| What this task involves |
Report every line of the material that contains the string "Give".

| Data records |
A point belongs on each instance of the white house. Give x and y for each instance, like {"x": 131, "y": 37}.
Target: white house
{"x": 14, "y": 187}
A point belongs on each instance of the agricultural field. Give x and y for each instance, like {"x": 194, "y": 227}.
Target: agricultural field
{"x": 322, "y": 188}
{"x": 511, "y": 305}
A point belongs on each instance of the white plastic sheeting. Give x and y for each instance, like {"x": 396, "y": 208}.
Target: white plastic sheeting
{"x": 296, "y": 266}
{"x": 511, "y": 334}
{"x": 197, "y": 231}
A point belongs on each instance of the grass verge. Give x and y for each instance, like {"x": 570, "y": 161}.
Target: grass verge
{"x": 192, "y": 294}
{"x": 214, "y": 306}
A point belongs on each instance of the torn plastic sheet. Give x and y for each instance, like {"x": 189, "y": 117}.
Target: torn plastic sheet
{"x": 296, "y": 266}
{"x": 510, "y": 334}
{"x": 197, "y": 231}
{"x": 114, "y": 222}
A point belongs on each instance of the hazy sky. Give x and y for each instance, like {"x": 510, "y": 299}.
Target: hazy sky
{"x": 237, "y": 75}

==

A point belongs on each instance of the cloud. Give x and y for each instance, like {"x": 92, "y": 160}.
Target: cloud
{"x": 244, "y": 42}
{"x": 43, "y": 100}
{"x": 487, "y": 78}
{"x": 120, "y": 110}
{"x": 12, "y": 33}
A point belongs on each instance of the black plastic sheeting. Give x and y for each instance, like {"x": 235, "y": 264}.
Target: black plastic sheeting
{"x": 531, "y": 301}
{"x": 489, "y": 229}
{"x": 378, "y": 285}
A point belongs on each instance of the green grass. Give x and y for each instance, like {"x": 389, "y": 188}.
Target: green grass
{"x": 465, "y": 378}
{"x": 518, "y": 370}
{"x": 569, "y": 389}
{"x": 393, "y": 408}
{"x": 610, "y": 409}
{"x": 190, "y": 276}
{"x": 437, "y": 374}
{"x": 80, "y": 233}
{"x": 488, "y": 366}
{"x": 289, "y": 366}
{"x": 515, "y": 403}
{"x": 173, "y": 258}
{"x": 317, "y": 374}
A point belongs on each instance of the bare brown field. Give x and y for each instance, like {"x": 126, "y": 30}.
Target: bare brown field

| Task answer |
A point belongs on each instance of the white house. Give x and y for each instance, like {"x": 131, "y": 37}.
A point belongs on each instance of the agricultural field. Give x and y for each instance, like {"x": 194, "y": 227}.
A point belongs on each instance of the white plastic sheeting. Give x and y for each instance, like {"x": 396, "y": 208}.
A point belongs on each instance of the grass verge. Give x and y for each instance, like {"x": 570, "y": 161}.
A point belongs on each instance of the torn plastic sheet. Give x and y for each instance, like {"x": 189, "y": 117}.
A point belongs on each instance of the hazy sky. Give x and y for each instance, like {"x": 510, "y": 299}.
A point belongs on each instance of the cloud. Give x and y for each instance, like {"x": 92, "y": 160}.
A point belongs on each instance of the black plastic sheeting. Give x and y for each instance, like {"x": 235, "y": 264}.
A point belongs on each instance of the green grass. Give x and y for each instance, like {"x": 389, "y": 188}.
A point belongs on each instance of the bare brown field. Give x and y for each instance, like {"x": 126, "y": 30}.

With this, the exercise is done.